[START OF PROVIDED DATA]

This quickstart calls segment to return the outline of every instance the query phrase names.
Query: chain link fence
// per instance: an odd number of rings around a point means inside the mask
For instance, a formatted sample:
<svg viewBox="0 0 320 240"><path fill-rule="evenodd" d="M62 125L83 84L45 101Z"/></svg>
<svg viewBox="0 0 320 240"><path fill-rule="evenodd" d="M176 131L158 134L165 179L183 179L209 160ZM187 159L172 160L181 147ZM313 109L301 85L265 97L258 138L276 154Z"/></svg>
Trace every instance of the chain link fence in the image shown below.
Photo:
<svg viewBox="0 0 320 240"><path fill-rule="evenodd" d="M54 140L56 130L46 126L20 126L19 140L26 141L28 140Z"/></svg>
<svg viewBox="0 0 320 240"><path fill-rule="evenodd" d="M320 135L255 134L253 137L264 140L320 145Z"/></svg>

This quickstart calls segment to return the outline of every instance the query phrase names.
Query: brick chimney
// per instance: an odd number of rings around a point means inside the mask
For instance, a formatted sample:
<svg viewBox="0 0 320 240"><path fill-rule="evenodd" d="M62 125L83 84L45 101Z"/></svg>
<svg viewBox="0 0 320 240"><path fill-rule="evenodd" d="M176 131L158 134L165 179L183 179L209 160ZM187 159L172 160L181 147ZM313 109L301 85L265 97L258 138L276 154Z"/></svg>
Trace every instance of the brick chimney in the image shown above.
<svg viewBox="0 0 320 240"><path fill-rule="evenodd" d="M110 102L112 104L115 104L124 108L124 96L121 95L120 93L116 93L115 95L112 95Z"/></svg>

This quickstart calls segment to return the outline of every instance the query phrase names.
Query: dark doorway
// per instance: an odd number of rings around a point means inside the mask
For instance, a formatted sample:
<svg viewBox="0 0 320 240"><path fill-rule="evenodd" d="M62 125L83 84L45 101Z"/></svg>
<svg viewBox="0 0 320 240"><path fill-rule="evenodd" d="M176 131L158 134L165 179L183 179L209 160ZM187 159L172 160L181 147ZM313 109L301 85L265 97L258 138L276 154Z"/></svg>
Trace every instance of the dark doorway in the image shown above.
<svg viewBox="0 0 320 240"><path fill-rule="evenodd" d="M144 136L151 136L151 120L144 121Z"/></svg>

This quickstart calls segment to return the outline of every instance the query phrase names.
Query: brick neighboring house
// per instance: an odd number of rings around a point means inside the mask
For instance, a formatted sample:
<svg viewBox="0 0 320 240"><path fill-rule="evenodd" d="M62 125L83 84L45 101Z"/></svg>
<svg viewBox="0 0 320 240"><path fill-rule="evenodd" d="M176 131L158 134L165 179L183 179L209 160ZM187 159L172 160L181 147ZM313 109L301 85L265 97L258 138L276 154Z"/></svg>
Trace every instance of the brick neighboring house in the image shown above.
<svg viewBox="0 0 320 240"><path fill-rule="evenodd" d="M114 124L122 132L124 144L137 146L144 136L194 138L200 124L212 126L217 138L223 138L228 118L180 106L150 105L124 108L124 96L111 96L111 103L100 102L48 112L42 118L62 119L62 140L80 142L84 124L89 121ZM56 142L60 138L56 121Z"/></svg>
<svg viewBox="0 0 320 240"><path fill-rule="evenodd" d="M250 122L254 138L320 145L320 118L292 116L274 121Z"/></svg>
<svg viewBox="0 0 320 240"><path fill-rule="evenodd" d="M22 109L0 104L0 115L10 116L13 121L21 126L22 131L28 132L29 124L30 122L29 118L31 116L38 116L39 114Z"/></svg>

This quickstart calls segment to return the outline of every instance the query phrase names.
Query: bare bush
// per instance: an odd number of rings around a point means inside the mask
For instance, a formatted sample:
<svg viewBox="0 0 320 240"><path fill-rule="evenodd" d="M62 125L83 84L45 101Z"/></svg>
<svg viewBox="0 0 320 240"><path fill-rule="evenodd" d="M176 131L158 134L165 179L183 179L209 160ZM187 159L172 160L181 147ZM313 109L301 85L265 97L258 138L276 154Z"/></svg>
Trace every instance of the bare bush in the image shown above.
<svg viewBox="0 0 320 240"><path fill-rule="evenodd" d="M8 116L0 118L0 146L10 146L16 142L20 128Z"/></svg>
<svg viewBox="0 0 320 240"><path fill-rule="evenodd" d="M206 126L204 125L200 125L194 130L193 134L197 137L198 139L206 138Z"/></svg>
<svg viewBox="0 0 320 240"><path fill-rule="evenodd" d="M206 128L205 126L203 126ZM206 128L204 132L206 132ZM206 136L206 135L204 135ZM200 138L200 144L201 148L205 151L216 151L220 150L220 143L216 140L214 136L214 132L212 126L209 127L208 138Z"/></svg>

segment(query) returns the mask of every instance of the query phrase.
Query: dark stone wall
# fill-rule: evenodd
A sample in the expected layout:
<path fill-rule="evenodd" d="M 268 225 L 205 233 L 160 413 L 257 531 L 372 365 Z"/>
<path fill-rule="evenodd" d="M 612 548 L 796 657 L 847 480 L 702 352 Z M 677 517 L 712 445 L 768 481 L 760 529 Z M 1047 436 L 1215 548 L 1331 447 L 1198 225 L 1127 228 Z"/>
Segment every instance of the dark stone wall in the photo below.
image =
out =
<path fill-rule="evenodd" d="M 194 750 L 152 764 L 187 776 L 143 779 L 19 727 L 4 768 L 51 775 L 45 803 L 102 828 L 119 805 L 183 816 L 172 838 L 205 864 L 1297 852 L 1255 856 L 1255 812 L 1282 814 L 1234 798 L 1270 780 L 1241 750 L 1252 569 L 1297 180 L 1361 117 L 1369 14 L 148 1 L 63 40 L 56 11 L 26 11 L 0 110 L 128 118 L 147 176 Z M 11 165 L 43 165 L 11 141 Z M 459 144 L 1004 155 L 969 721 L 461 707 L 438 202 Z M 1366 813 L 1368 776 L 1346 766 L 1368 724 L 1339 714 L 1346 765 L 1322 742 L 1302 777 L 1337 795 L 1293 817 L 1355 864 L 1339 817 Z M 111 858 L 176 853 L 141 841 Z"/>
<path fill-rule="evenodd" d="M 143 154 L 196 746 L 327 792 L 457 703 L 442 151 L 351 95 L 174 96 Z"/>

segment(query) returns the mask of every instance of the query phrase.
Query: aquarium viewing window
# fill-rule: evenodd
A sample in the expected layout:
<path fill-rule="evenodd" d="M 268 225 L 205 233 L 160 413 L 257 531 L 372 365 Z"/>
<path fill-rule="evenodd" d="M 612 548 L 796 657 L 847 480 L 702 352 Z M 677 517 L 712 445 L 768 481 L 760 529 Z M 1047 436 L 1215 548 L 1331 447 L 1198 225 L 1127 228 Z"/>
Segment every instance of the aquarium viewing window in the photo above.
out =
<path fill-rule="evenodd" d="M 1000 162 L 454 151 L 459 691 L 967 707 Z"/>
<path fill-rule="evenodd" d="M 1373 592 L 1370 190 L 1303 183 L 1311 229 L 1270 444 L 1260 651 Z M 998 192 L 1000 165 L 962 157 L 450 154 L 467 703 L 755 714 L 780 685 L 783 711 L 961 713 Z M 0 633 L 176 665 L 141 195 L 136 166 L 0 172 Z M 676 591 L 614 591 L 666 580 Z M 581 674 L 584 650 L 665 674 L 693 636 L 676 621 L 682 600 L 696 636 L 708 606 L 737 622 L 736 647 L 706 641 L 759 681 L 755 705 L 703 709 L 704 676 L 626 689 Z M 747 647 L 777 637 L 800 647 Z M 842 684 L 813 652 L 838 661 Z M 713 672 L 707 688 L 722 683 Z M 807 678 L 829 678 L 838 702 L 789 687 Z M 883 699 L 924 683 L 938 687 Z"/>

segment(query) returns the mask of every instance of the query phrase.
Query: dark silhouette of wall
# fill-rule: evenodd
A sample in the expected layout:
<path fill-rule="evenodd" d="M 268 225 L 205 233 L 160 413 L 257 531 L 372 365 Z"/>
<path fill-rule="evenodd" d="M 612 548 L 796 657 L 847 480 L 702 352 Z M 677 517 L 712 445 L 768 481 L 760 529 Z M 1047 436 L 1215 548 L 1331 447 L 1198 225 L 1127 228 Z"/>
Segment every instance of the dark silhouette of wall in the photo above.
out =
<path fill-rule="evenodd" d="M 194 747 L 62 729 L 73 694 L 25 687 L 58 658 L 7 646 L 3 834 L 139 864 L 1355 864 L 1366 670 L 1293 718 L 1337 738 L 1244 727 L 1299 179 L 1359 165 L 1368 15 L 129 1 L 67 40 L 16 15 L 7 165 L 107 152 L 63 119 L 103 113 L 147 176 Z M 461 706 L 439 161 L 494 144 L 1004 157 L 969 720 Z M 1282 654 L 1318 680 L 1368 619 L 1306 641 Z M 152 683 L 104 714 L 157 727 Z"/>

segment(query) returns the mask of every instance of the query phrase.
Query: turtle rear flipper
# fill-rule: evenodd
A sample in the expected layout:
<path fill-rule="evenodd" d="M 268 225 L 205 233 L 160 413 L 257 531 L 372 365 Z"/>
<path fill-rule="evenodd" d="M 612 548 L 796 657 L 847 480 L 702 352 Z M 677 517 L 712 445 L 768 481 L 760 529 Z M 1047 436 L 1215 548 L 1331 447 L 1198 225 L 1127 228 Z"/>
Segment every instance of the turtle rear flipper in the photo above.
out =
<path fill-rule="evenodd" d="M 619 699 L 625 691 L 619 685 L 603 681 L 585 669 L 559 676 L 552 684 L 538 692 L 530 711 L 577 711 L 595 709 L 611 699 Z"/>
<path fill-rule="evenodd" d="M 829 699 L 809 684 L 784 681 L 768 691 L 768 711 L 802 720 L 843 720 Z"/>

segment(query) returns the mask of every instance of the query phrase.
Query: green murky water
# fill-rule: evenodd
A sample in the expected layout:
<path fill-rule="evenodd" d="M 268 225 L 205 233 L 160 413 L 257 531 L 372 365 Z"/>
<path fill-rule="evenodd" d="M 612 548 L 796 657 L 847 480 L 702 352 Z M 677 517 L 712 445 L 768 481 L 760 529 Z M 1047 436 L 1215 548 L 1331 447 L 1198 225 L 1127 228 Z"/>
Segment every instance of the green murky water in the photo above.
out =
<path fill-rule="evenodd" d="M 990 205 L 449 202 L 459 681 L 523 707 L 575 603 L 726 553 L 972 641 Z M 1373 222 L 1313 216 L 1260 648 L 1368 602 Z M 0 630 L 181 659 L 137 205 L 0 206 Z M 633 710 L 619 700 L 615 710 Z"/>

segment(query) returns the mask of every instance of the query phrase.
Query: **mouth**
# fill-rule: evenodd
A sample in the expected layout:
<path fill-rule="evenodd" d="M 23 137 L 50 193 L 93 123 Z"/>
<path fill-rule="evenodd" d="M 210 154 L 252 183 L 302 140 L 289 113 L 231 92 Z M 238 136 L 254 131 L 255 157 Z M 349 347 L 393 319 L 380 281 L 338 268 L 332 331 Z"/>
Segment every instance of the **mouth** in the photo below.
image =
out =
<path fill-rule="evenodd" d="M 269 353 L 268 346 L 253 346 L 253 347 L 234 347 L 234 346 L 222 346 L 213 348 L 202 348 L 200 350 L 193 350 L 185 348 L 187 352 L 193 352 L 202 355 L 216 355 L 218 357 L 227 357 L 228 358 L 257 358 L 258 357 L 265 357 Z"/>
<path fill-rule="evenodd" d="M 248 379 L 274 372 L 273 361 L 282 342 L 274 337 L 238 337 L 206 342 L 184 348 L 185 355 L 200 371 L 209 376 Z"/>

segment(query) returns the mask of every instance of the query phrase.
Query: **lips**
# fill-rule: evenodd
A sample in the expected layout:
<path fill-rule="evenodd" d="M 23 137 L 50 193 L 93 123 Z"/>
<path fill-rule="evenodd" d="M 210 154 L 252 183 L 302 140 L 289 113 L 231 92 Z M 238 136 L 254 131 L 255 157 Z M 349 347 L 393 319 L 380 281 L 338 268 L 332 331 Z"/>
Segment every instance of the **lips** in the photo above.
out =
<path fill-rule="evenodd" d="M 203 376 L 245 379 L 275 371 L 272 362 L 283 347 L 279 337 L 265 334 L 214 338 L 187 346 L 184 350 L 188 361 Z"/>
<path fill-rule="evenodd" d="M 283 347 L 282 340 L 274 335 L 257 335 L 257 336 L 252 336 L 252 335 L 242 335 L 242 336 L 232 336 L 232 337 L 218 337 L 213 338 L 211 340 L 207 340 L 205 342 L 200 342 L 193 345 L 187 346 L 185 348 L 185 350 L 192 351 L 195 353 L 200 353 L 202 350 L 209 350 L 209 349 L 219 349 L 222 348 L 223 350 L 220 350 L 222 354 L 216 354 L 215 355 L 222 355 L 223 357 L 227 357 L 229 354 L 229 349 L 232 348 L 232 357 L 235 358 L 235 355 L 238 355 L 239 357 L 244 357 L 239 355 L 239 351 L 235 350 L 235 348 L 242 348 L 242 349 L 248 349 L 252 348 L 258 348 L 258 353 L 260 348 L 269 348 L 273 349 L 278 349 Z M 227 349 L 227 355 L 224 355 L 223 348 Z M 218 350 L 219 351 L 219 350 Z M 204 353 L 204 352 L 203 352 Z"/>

[END OF PROVIDED DATA]

DESCRIPTION OF THE TASK:
How many lines in the listing above contain the string "water", counting only matches with the same capitalization? Reply with the number alone.

WRITTEN ANSWER:
2